__Tasks and exercises__:
1. In the chapter on lovers of Tao, why does the mountain monk say that his talk is only an appropriate medicine for a particular ailment of the moment? Answer in one to three sentences.
2. Extract word for word the stretch of the chapter on lovers of Tao from "It will go to" through "state of suchness.".

__Text provided__:
= Beginning of Section =
Chapter 9: Lovers of Tao
“Followers of the Tao, I am talking only about that which is distinctly solitary and bright, and is listening to my expounding of the dharma. This one knows no obstructions and is omnipresent in the three worlds of existence in the ten directions of space. It can freely and comfortably enter all the different states, without being infected by them.
In the shortest instant, it will penetrate deeply into the dharma-dhatu where it will talk about buddhas, when meeting buddhas; about patriarchs, when meeting patriarchs; about arhats, when meeting arhats, and about hungry ghosts, when meeting hungry ghosts.
It will go to all places and journey to lands where it will convert the living. It has never, even for the time of a thought, strayed from omnipresent purity and cleanness, shining through the ten directions of space, where myriad things are in the state of suchness.
“Followers of the Tao, men of ability know only now that fundamentally there is no cause whatever for concern. It is just because you do not understand this, that every thought of yours is directed to the pursuit of externals, like one who rejects his own head to look for another; hence your inability to apply the brake to your thoughts.
“.What this mountain monk is talking about is just an appropriate medicine to cure a particular ailment of the moment because there is no fixed dharma. The holder of such a view is a true leaver of home, and can enjoy himself to the fullest, as if he were spending, every day, ten thousand ounces of yellow gold on his pleasures.”
= End of Section =
__Listed entries__:
= Beginning of Section =
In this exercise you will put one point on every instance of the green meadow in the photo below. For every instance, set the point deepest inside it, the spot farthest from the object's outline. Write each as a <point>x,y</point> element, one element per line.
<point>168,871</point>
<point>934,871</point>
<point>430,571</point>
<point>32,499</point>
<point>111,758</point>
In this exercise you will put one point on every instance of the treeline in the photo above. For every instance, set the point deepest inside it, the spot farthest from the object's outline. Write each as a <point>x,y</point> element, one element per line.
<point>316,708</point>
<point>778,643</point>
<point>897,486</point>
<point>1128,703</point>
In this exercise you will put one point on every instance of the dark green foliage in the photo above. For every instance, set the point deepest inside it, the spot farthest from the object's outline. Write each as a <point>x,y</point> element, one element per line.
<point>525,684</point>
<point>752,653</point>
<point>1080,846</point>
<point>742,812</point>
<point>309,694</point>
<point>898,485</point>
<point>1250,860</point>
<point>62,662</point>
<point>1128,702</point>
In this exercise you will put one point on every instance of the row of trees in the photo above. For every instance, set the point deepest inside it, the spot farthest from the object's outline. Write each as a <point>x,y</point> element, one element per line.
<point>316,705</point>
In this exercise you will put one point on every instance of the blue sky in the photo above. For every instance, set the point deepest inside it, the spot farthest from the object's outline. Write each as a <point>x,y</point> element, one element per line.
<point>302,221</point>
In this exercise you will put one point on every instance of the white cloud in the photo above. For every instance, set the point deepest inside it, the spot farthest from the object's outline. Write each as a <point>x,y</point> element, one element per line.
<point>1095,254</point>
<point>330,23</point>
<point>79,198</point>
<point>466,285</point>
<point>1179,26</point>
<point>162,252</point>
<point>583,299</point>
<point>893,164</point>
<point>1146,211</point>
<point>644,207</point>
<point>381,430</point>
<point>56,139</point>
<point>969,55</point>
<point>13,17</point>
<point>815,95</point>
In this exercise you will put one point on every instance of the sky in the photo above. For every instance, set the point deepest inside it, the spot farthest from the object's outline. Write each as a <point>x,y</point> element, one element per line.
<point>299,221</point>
= End of Section =
__Answers to the problems__:
1. He says so because there is no fixed dharma. What he says is meant only to cure a particular ailment of the moment.

2.
It will go to all places and journey to lands where it will convert the living. It has never, even for the time of a thought, strayed from omnipresent purity and cleanness, shining through the ten directions of space, where myriad things are in the state of suchness.